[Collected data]
▶
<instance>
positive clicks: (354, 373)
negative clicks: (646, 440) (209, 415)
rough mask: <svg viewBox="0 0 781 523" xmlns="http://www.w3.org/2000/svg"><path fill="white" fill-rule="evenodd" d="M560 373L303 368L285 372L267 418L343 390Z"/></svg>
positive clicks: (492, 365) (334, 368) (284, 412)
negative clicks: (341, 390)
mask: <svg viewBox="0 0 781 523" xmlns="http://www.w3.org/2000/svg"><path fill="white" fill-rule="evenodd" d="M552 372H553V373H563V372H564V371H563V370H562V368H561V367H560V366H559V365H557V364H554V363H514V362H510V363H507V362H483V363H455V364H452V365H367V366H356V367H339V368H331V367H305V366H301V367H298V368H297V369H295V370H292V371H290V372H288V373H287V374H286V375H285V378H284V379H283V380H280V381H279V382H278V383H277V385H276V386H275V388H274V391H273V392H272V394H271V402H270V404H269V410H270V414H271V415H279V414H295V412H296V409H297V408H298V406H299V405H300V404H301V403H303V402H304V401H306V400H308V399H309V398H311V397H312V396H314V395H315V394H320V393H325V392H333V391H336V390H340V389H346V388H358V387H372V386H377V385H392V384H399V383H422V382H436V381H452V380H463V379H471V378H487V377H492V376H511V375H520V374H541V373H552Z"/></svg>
◀
_Directions for this task_. Count the lines in the entries above where the string "positive" shows up, and give that number only.

_Answer box_. 2